- [Entries provided]:
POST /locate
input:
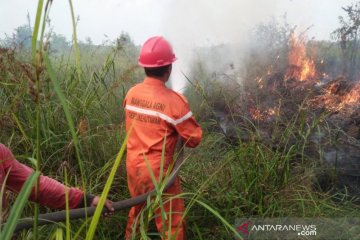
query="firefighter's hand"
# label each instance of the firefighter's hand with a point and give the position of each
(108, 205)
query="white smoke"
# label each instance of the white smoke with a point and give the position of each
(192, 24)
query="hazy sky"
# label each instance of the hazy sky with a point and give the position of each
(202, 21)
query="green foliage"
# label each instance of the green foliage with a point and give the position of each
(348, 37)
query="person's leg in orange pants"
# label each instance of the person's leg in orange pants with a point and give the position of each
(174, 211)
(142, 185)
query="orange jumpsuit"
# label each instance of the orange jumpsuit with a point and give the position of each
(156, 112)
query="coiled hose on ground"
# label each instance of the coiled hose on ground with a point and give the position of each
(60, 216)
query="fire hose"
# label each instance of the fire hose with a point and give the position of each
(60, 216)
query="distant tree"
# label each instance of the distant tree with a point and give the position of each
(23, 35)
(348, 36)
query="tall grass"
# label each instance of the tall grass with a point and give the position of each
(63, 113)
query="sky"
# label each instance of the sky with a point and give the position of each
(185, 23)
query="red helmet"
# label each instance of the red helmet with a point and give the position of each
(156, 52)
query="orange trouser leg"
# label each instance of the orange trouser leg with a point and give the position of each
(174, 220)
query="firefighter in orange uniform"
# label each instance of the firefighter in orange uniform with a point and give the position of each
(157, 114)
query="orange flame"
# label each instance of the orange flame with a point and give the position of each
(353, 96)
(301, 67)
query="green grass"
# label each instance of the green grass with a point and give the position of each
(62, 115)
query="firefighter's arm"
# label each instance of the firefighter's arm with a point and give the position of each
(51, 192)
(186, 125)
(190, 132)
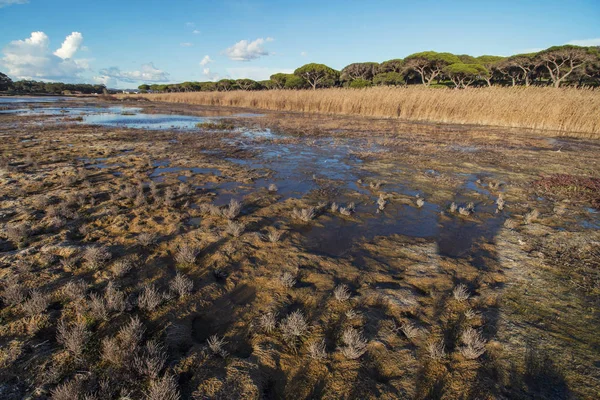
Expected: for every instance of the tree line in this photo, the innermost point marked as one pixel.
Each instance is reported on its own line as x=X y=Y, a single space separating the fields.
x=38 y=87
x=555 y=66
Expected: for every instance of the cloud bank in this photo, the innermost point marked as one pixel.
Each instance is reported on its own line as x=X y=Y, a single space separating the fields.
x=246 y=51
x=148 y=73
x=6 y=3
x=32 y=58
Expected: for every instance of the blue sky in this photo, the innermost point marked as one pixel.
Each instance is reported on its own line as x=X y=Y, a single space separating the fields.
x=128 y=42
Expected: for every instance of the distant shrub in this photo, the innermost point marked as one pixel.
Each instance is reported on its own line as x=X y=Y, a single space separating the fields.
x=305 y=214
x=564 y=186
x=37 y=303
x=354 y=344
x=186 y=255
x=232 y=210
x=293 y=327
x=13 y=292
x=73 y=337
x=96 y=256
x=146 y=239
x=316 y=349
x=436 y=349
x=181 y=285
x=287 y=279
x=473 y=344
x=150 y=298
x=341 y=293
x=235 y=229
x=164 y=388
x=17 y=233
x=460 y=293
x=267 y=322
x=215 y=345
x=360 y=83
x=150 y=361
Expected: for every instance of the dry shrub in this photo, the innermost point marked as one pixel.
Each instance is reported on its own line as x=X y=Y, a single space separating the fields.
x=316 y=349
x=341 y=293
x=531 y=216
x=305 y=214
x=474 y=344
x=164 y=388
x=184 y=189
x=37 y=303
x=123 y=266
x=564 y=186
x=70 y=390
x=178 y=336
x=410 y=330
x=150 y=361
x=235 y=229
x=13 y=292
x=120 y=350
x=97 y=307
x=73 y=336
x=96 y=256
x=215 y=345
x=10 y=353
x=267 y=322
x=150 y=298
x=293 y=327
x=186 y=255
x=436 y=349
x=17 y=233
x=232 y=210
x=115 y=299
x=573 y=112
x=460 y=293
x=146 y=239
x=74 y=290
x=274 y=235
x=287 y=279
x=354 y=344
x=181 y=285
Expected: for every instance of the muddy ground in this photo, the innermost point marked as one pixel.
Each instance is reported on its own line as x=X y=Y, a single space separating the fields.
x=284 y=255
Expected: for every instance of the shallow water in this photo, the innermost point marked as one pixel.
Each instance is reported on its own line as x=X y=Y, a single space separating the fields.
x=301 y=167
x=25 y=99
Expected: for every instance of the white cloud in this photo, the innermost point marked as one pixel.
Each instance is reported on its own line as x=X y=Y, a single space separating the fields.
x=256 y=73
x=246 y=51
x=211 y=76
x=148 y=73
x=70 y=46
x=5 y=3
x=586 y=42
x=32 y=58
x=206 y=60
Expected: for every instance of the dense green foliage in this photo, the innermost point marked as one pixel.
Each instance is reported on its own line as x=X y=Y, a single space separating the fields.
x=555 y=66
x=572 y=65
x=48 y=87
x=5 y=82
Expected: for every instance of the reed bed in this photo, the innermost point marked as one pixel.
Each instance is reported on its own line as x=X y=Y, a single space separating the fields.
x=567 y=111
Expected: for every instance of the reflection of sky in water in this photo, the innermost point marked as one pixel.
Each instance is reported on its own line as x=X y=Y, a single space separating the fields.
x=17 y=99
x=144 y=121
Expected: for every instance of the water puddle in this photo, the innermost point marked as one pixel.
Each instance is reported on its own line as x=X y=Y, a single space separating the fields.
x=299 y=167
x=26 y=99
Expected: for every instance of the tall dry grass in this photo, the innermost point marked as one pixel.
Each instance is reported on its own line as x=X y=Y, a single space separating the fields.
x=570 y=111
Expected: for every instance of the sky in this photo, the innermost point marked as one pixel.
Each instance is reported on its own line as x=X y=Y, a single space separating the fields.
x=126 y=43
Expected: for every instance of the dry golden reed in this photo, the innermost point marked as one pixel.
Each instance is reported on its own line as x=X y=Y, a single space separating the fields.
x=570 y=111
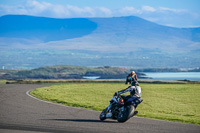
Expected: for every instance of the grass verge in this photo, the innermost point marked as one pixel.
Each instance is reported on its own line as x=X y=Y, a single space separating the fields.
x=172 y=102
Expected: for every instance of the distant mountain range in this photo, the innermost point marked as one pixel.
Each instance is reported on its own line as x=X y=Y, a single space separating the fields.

- [Stated problem]: Copy all of the material above word for word, leaving out the pictures.

- [Output below]:
POST /locate
input:
query="firefighter's hand"
# label each instance of the firefighter's hand with a point and give the position of each
(108, 205)
query="white smoke"
# label each instance of the white smoke with a point and give the position of each
(192, 24)
query="hazy sky"
# label each instance of the hazy sky with a point and give the position of each
(202, 21)
query="green foliage"
# label each instance of the green foliage with a point and give the position of each
(348, 37)
query="person's leg in orange pants"
# label each instance of the person's leg in orange pants with a point and give the position of each
(174, 211)
(142, 185)
query="orange jumpsuit"
# label each instance of the orange jumpsuit with a point and give the position of each
(156, 112)
query="coiled hose on ground"
# label each instance of the coiled hose on ground with a point and give the position of each
(60, 216)
query="fire hose"
# label each instance of the fire hose with a point and give the position of each
(60, 216)
query="distant tree"
# label each instance of the distant tree with a point and give the position of each
(23, 35)
(348, 36)
query="tall grass"
# label each instance of the tall grass with a point and give the position of each
(63, 113)
query="sky"
# label each instance of the sky with a point and give the position of each
(185, 23)
query="red helmet"
# label each instance of the red helmet with a point and give the position of each
(156, 52)
query="orange trouser leg"
# label each instance of the orange trouser leg with a point and give the position of each
(174, 220)
query="firefighter in orange uniform"
# label each instance of the firefighter in orange uniform with a point and give the position of each
(157, 114)
query="orange flame"
# label each instance of the orange flame with a point and give the position of each
(353, 96)
(301, 67)
query="green grass"
# label each instance of the green grass with a point and give the position of each
(62, 115)
query="firefighter's arm"
# label each instance of the firefighter's arm with a point and give the position of each
(51, 192)
(186, 125)
(190, 132)
Expected: for every instance of the tree line in this photo, the innermost point marked as one pixel.
Each instance is reported on its own line as x=X y=Y, a single space separating the fields.
x=38 y=87
x=555 y=66
Expected: for every instance of the cloud bank in this photo, the innermost point marked as one pixel.
Each instance is reported on its own line as x=X y=Y, a single space separating the fields.
x=246 y=51
x=148 y=73
x=6 y=3
x=32 y=58
Expected: for every instance of the blue sky in this photo, the innermost point marked as one pixel.
Each instance is reported on its own line as x=X y=Y, a single space separating the fields.
x=128 y=42
Expected: for every instance of the distant shrub in this photo, the innermost point marked as one pixel.
Each instance is reported on its own line as x=X y=Y, a single space separating the fields.
x=305 y=214
x=564 y=186
x=37 y=303
x=354 y=344
x=186 y=255
x=232 y=210
x=293 y=327
x=13 y=292
x=73 y=337
x=96 y=256
x=146 y=239
x=316 y=349
x=436 y=349
x=181 y=285
x=287 y=279
x=473 y=344
x=150 y=298
x=341 y=293
x=235 y=229
x=164 y=388
x=17 y=233
x=460 y=293
x=267 y=322
x=215 y=345
x=360 y=83
x=150 y=361
Expected: for every instance of the dry shrub in this photo, the innermost point marked as one pixel.
Each instance is reported on its own line as x=X y=Y, a single space separating the fields.
x=316 y=349
x=341 y=293
x=531 y=216
x=305 y=214
x=474 y=344
x=164 y=388
x=184 y=189
x=37 y=303
x=123 y=266
x=564 y=186
x=70 y=390
x=178 y=336
x=410 y=330
x=150 y=361
x=235 y=229
x=13 y=292
x=120 y=350
x=97 y=307
x=73 y=336
x=96 y=256
x=215 y=345
x=10 y=353
x=267 y=322
x=150 y=298
x=293 y=327
x=186 y=255
x=436 y=349
x=17 y=233
x=232 y=210
x=115 y=299
x=573 y=112
x=460 y=293
x=146 y=239
x=74 y=290
x=274 y=235
x=287 y=279
x=354 y=344
x=181 y=285
Expected: for every instance of the muddy ground in this photo, the innermost point marked as one pixel.
Each instance is reported on its own line as x=X y=Y, a single space separating the fields.
x=284 y=255
Expected: for every instance of the shallow water in this photo, the innermost point marked as one pixel.
Each instance is reported on its own line as x=X y=Y, a single space separating the fields.
x=301 y=167
x=25 y=99
Expected: for every instance of the white cloud in this photo, the innermost point marked as one pixel.
Each instance is reported on its own line as x=X y=Y, a single space separating the fields.
x=256 y=73
x=246 y=51
x=211 y=76
x=148 y=73
x=70 y=46
x=5 y=3
x=586 y=42
x=32 y=58
x=206 y=60
Expected: for every instance of the dense green foliage in this photo, the innermost point marked as one pixel.
Each instance is reported on its own line as x=X y=Y, a single space separating the fields.
x=555 y=66
x=572 y=65
x=48 y=87
x=5 y=82
Expected: for every instance of the reed bed in this photo, the innermost point marked as one pixel.
Each instance is reported on its own line as x=X y=Y, a single space separating the fields.
x=567 y=111
Expected: for every instance of the reflection of sky in water in this photo, the innermost point marked as one pixel.
Each instance is reported on its own line as x=X y=Y, a single space separating the fields.
x=17 y=99
x=144 y=121
Expected: for every instance of the water puddle in this photo, the innermost point marked as one pixel.
Each instance is reported on its own line as x=X y=Y, a single space separating the fields.
x=299 y=167
x=26 y=99
Expected: for every instance of the tall dry grass in this photo, the innermost point marked as one pixel.
Each instance is reported on its own line as x=X y=Y, a single space separating the fields.
x=570 y=111
Expected: for every instance of the sky in this photo, the innermost point marked as one pixel.
Each instance is reported on its own line as x=X y=Y, a single space separating the fields.
x=126 y=43
Expected: for every instance of the dry golden reed in this photo, the innermost point marked as one pixel.
Each instance is reported on its own line as x=X y=Y, a single space separating the fields.
x=570 y=111
Expected: for every instance of the grass verge in this photo, the innermost point marked as one pixel.
Each instance is reported on its own line as x=X y=Y, a single space separating the fields.
x=172 y=102
Expected: for every instance of the distant mountain range in this photo, the innermost point marked as one pixel.
Each instance is reported on its own line as x=X y=Y, a single space separating the fields.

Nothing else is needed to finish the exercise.